┌──

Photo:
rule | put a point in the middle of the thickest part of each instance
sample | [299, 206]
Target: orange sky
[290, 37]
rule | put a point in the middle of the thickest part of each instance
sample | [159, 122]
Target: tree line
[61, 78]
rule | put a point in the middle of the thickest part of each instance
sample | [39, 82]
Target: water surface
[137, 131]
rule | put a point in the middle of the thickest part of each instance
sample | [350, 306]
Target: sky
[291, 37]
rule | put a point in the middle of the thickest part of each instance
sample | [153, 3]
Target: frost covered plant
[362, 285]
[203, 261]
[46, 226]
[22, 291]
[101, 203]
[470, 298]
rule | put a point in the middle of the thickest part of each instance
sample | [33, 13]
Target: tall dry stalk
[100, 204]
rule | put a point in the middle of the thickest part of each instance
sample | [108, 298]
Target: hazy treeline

└──
┌──

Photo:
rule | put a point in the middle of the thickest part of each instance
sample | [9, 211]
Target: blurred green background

└──
┌──

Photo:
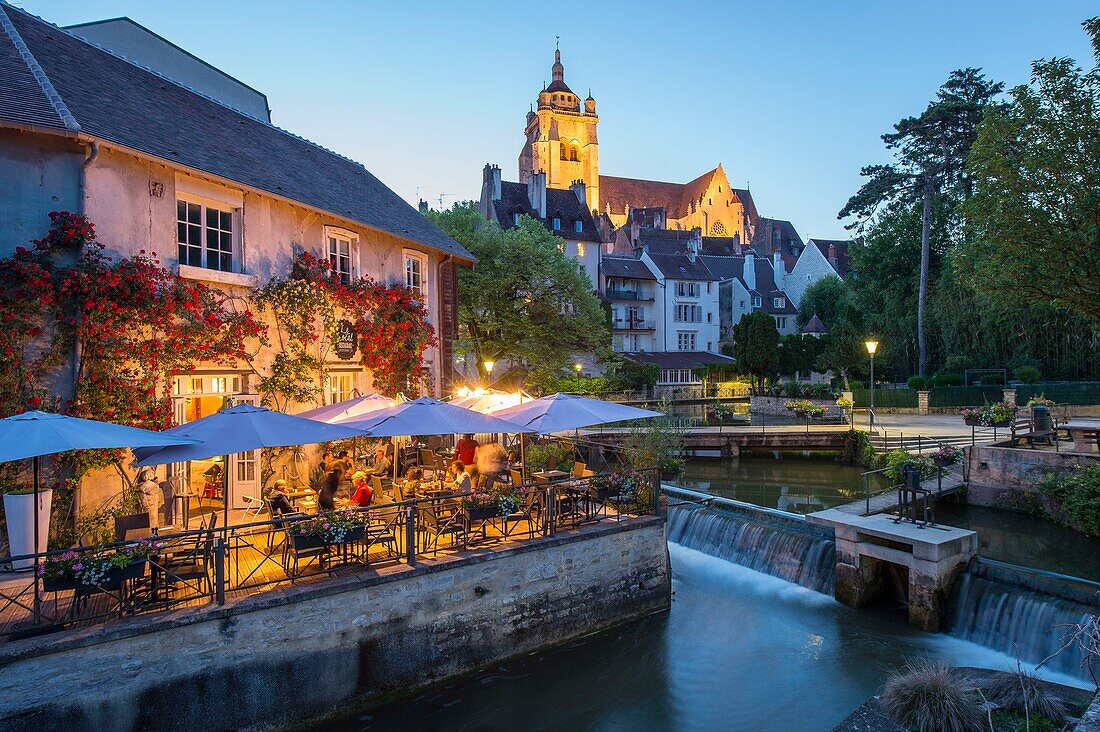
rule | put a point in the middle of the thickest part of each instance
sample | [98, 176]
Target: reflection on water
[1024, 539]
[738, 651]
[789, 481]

└──

### Work instructions
Retype word for word everything in the listing above from the line that holds "Target: water surface" down to the line that holds "Target: hazy treeline". Keep both end lines and leave out the rest.

### Your response
Target: water surface
[137, 131]
rule | put a point in the middle of the thickest part of each instance
sample | [350, 306]
Target: sky
[291, 37]
rule | put a point in the middle of the thickest part of each instance
sample | [153, 3]
Target: frost covered plant
[362, 285]
[203, 261]
[46, 226]
[22, 291]
[101, 203]
[470, 298]
rule | put a point in the middle of the thickest part of each instance
sample | [33, 13]
Target: tall dry stalk
[100, 204]
rule | put a point in the middle of the thickest part of each instance
sample | [108, 298]
Target: hazy treeline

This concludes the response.